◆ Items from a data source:
Segment Open
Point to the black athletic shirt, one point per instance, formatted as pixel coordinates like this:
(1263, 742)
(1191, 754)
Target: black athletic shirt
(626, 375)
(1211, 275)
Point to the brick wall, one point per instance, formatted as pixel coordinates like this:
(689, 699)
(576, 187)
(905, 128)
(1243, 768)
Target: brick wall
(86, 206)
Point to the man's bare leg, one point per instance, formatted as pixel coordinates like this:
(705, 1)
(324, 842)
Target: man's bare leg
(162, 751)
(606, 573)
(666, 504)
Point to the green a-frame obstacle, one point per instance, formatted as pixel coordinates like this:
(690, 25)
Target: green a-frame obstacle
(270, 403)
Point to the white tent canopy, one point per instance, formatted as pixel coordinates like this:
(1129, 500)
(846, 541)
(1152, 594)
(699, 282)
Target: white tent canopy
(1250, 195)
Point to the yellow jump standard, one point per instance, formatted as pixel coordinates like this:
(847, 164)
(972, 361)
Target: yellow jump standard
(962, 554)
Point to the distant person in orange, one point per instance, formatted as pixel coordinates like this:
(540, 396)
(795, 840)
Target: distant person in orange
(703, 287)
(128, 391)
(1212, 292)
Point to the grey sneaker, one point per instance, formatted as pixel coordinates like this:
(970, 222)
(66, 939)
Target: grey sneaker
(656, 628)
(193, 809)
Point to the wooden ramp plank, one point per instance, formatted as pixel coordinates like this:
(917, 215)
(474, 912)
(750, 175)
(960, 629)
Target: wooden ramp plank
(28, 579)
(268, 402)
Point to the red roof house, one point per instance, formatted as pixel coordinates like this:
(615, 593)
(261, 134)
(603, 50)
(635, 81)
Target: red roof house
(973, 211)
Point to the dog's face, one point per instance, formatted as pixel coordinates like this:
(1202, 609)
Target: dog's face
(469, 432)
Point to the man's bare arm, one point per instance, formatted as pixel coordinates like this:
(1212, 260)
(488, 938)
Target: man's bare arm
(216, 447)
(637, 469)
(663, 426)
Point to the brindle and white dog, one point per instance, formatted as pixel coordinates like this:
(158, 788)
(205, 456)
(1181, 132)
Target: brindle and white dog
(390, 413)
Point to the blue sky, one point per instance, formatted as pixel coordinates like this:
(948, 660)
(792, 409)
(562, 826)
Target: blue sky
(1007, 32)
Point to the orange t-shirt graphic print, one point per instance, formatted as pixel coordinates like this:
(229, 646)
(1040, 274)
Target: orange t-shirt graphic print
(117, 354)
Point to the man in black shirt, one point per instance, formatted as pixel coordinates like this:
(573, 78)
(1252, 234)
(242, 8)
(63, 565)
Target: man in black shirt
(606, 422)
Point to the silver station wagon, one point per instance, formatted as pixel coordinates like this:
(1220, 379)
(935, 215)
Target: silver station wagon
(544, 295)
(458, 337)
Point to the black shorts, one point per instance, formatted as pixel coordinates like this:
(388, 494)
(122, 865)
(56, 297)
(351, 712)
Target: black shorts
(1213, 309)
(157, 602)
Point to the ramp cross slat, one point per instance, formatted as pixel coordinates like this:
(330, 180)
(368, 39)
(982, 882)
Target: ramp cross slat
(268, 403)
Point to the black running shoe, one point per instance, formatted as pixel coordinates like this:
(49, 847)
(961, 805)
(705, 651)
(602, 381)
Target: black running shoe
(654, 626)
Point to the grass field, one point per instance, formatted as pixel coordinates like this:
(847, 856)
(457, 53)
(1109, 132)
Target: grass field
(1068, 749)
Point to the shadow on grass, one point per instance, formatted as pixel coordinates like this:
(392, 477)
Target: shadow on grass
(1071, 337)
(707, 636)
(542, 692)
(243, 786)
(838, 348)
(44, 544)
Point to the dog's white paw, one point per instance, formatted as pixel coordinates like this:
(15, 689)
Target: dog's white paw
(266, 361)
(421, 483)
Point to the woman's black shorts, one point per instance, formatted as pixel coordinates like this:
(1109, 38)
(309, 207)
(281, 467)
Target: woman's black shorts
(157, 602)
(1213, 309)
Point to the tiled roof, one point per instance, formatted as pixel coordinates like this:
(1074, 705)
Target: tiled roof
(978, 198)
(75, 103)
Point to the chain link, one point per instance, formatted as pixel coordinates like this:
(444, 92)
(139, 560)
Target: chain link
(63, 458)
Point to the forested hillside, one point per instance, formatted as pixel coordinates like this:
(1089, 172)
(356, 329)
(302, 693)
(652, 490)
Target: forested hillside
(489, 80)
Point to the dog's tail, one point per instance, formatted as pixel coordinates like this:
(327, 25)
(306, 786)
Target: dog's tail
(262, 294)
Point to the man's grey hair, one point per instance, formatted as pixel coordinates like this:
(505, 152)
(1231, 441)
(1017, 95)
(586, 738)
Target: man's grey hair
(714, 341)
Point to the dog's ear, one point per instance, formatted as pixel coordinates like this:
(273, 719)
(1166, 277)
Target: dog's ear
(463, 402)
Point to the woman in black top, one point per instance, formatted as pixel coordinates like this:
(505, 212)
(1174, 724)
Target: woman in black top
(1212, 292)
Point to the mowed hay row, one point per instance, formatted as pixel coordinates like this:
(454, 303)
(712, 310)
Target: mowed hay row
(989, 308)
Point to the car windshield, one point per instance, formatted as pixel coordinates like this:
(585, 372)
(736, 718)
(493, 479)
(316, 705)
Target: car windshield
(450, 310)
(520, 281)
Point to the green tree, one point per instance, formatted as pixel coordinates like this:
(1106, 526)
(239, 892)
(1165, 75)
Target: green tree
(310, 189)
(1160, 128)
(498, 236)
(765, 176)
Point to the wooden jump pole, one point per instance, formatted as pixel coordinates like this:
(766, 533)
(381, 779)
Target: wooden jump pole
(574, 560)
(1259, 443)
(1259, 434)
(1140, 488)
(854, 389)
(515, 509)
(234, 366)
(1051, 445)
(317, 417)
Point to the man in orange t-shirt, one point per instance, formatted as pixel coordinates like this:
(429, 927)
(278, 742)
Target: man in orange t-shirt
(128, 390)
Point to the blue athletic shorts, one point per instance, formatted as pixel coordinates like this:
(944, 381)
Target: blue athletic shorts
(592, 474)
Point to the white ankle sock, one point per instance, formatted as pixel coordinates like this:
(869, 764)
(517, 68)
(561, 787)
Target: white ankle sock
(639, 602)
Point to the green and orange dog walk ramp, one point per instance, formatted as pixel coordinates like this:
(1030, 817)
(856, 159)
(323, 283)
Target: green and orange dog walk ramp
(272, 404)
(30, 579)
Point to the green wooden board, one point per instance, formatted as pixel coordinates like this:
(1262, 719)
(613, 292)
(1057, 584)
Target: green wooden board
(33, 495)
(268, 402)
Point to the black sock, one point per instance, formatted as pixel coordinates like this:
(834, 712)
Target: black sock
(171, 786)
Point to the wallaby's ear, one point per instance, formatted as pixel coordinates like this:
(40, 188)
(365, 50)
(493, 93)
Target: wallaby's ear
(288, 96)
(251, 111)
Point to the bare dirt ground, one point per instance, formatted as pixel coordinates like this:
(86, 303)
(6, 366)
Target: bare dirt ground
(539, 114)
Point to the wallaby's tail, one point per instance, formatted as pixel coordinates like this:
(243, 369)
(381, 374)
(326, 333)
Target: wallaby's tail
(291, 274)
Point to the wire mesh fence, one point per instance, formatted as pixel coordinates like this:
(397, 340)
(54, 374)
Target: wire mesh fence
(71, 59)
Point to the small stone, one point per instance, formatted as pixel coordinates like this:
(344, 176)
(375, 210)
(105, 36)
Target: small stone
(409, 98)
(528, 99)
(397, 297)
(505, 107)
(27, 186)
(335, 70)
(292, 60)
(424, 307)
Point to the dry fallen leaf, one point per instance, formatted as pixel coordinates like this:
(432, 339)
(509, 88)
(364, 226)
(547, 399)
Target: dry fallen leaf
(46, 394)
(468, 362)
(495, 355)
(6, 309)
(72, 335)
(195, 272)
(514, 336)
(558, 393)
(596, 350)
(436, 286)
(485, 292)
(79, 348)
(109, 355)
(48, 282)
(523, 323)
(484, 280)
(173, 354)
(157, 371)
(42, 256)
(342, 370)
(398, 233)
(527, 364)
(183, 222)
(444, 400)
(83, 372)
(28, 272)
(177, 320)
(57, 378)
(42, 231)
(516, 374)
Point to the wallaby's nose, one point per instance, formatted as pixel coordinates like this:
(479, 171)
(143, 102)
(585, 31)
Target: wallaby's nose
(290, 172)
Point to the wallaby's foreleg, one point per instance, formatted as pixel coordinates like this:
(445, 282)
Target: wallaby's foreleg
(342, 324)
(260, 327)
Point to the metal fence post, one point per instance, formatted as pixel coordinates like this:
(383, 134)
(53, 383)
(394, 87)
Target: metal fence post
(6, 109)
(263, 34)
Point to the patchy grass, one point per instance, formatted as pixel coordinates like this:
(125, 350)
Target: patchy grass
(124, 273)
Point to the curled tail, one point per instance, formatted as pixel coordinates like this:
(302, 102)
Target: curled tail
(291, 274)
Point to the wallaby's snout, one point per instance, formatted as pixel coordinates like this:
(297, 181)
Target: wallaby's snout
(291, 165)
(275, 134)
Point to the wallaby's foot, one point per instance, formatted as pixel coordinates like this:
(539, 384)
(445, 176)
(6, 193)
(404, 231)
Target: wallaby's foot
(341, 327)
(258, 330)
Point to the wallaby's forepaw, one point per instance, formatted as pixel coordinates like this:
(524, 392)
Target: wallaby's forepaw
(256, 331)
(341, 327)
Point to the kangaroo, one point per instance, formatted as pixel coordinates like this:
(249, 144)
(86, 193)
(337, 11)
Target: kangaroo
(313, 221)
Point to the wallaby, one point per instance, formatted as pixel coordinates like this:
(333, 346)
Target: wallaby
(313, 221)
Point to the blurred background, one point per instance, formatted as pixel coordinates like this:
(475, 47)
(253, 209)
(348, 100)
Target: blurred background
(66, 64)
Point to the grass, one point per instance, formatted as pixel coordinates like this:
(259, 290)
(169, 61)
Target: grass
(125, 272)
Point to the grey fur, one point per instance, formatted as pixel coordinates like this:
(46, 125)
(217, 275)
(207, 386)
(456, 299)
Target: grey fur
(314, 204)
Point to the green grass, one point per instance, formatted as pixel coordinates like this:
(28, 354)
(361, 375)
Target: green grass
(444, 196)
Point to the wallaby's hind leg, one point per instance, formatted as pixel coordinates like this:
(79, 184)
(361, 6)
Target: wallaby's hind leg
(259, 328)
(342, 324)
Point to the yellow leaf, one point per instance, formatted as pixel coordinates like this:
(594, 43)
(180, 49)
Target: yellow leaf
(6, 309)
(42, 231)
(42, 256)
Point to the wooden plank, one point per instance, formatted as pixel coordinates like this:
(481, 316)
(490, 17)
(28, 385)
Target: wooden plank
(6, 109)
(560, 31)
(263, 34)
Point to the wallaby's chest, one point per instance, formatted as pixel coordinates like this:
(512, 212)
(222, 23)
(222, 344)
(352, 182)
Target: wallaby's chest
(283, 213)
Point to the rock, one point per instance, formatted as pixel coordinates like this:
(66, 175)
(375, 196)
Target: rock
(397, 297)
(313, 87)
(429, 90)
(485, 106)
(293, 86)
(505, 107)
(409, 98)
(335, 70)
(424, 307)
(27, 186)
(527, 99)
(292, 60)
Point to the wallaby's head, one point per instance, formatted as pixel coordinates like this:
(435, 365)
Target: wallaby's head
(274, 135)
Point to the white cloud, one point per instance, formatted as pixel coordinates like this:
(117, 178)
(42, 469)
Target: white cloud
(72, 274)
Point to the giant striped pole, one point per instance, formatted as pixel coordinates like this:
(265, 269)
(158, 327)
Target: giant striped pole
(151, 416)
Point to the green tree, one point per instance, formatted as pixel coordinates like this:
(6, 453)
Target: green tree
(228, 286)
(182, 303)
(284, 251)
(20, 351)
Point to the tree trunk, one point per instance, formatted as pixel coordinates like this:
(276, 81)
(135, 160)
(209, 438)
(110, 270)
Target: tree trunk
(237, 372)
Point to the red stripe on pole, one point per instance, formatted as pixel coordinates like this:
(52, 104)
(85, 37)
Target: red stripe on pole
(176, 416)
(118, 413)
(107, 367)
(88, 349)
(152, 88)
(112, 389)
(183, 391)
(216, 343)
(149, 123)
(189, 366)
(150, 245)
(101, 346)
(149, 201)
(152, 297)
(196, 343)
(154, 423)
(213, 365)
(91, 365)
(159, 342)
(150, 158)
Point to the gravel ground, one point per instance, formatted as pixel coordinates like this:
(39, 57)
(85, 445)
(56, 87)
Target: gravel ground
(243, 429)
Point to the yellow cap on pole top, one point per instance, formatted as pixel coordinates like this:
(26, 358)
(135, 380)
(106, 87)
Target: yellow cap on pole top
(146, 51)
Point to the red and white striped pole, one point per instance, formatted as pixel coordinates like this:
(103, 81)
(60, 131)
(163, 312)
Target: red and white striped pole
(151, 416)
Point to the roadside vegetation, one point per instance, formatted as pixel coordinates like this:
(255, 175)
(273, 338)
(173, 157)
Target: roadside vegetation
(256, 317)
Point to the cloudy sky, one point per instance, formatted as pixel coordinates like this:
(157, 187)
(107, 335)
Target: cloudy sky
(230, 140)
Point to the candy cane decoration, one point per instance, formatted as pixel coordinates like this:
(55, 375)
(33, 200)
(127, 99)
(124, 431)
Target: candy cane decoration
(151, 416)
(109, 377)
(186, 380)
Segment Closed
◆ TO DO:
Please output the exact lines of the records above, beginning with the first and stopping after the line that holds "(1243, 768)", and nothing else.

◆ SOLUTION:
Point to the black athletic shirt, one point per instance, formatted as pixel coordinates like this:
(1263, 742)
(1191, 754)
Target: black athletic shirt
(626, 375)
(1211, 275)
Point to the brick wall, one point per instance, formatted as pixel coordinates like this:
(689, 699)
(576, 187)
(905, 128)
(1243, 768)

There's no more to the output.